◆ Problem to solve:
Print the records word for word, from their first line through the line that contains "M 226 116 L".

---

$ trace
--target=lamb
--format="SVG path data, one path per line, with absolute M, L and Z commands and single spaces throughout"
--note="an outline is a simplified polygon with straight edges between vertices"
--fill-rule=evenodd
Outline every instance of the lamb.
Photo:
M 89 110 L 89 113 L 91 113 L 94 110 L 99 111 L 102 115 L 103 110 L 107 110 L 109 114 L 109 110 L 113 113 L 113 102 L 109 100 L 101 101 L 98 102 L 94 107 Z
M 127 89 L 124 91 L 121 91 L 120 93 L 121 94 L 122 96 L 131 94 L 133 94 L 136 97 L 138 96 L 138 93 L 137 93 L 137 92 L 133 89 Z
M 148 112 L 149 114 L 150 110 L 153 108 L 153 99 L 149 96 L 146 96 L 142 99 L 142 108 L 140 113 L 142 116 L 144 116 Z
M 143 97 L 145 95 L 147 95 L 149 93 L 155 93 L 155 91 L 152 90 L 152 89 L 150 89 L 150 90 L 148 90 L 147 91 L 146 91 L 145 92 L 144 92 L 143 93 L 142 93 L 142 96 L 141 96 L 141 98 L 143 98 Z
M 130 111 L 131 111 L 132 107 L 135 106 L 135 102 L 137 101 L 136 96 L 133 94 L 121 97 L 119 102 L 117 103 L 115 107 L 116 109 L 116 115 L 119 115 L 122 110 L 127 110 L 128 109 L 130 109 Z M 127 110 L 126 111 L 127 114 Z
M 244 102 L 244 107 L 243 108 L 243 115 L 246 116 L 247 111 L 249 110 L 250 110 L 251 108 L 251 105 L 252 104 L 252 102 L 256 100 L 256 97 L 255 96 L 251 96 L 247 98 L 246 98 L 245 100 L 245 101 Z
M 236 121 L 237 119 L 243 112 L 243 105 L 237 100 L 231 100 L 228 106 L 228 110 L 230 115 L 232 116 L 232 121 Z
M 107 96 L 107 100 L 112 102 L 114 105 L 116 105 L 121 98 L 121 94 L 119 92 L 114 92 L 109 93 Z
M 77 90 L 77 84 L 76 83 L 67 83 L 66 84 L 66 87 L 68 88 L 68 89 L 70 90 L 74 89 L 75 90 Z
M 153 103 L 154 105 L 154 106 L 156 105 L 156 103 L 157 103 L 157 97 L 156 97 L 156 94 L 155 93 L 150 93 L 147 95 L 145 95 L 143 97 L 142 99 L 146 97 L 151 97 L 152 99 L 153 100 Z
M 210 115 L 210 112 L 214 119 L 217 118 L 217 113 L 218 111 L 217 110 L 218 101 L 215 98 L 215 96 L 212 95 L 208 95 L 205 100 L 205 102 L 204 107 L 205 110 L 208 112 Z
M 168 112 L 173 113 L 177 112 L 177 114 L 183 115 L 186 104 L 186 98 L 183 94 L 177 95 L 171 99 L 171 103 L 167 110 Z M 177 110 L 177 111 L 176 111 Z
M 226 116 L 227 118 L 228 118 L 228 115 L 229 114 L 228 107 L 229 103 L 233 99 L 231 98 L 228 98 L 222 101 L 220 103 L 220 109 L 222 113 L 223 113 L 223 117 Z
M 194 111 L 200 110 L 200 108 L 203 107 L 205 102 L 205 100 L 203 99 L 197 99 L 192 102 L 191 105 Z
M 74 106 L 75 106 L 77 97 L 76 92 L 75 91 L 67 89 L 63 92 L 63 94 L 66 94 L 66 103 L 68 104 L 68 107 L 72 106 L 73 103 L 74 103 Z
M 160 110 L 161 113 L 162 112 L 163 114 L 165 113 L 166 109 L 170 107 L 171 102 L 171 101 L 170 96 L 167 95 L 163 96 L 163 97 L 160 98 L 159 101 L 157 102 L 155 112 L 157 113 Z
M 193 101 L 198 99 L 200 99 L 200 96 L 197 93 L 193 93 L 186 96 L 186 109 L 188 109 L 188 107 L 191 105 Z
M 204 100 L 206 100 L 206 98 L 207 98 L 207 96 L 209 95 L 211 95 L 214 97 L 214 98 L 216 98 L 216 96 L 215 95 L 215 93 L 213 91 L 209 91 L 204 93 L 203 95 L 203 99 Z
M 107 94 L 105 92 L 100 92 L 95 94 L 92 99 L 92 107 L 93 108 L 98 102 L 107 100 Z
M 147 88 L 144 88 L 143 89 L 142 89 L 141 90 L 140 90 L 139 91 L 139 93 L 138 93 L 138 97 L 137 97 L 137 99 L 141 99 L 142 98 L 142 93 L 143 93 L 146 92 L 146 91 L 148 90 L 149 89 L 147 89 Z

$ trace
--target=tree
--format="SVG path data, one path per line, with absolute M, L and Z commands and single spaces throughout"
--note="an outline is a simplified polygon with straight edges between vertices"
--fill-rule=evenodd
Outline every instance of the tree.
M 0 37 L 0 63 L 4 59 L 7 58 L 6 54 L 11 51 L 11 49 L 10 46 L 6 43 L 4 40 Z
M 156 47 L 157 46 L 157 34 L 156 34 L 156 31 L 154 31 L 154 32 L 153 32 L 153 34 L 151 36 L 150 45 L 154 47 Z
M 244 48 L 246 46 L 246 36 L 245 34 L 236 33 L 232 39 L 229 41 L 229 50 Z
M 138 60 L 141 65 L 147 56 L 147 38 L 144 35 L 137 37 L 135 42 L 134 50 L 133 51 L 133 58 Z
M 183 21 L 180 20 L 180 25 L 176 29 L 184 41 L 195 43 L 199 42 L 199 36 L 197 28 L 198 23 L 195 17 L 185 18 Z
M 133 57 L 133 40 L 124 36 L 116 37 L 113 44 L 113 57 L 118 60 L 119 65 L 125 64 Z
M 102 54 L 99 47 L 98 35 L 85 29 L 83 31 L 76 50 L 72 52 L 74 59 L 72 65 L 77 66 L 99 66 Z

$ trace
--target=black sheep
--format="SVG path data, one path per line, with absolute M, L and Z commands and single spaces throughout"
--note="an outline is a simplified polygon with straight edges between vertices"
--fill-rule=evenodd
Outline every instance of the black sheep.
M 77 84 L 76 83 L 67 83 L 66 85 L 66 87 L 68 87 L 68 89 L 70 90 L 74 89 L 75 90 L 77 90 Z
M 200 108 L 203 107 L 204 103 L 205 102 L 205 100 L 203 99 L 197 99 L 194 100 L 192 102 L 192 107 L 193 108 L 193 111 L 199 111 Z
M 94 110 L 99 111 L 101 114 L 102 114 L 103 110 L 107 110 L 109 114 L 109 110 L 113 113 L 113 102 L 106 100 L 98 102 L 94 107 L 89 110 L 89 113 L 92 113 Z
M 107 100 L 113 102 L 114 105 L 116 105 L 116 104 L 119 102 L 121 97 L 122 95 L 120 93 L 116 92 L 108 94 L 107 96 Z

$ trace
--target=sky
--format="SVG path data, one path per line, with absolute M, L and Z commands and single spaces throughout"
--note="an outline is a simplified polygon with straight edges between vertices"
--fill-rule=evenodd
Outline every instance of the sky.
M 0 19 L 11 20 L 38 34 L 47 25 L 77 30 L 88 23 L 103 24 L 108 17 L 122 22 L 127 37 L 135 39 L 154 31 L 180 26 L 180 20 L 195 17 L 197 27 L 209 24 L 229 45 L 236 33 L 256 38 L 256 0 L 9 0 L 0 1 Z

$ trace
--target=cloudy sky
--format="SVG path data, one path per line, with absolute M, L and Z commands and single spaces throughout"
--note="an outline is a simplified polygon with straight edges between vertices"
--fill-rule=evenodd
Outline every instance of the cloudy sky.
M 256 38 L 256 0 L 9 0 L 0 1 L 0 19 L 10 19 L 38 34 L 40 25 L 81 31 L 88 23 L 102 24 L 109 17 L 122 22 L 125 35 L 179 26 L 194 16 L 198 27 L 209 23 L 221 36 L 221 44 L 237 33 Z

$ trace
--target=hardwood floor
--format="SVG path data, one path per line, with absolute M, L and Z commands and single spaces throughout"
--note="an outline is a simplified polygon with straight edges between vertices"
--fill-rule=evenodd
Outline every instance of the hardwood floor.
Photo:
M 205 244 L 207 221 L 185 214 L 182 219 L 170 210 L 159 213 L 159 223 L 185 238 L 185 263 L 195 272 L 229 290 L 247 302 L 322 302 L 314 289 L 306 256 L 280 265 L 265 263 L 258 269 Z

---

◆ Output below:
$ trace
--target=lamb
--format="SVG path data, one path per line, with absolute M, L and Z commands and single spaces throughout"
--note="an outline is a simplified polygon with straight edges between vertices"
--fill-rule=evenodd
Outline every instance of the lamb.
Photo:
M 89 110 L 89 113 L 91 113 L 94 110 L 99 111 L 102 115 L 103 110 L 107 110 L 109 114 L 109 110 L 113 113 L 113 102 L 109 100 L 101 101 L 98 102 L 94 107 Z
M 127 89 L 124 91 L 121 91 L 120 93 L 121 94 L 122 96 L 131 94 L 133 94 L 136 97 L 138 96 L 138 93 L 137 93 L 137 92 L 133 89 Z
M 148 112 L 149 114 L 150 110 L 153 108 L 153 99 L 149 96 L 146 96 L 142 99 L 142 108 L 140 113 L 142 116 L 144 116 Z
M 143 97 L 145 95 L 147 95 L 149 93 L 155 93 L 155 91 L 152 90 L 152 89 L 150 89 L 150 90 L 148 90 L 147 91 L 146 91 L 145 92 L 144 92 L 143 93 L 142 93 L 142 96 L 141 96 L 141 98 L 143 98 Z
M 130 111 L 131 111 L 132 107 L 135 106 L 135 102 L 137 101 L 136 96 L 133 94 L 121 97 L 119 102 L 117 103 L 115 107 L 116 109 L 116 115 L 119 115 L 122 110 L 127 110 L 128 109 L 130 109 Z M 127 110 L 126 111 L 127 114 Z
M 244 102 L 244 107 L 243 108 L 243 115 L 246 116 L 247 111 L 249 110 L 250 110 L 251 108 L 251 105 L 252 104 L 252 102 L 256 100 L 256 97 L 255 96 L 251 96 L 247 98 L 246 98 L 245 100 L 245 101 Z
M 236 121 L 237 119 L 243 112 L 243 105 L 237 100 L 231 100 L 228 106 L 228 110 L 230 115 L 232 116 L 232 121 Z
M 107 96 L 107 100 L 112 102 L 114 105 L 116 105 L 121 98 L 121 94 L 119 92 L 114 92 L 109 93 Z
M 77 90 L 77 84 L 76 83 L 67 83 L 66 84 L 66 87 L 68 88 L 68 89 L 70 90 L 74 89 L 75 90 Z
M 153 103 L 154 105 L 154 106 L 156 105 L 156 103 L 157 103 L 157 97 L 156 97 L 156 94 L 155 93 L 150 93 L 147 95 L 145 95 L 143 97 L 142 99 L 146 97 L 151 97 L 152 99 L 153 100 Z
M 210 115 L 210 112 L 214 119 L 217 118 L 217 113 L 218 111 L 217 110 L 218 101 L 215 98 L 215 96 L 212 95 L 208 95 L 205 100 L 205 102 L 204 107 L 205 110 L 208 112 Z
M 168 112 L 173 113 L 177 112 L 177 114 L 183 115 L 186 104 L 186 98 L 183 94 L 177 95 L 171 99 L 171 103 L 167 110 Z M 177 110 L 177 111 L 176 111 Z
M 226 116 L 227 118 L 228 118 L 228 115 L 229 114 L 228 107 L 229 103 L 233 99 L 231 98 L 228 98 L 222 101 L 220 103 L 220 109 L 222 113 L 223 113 L 223 117 Z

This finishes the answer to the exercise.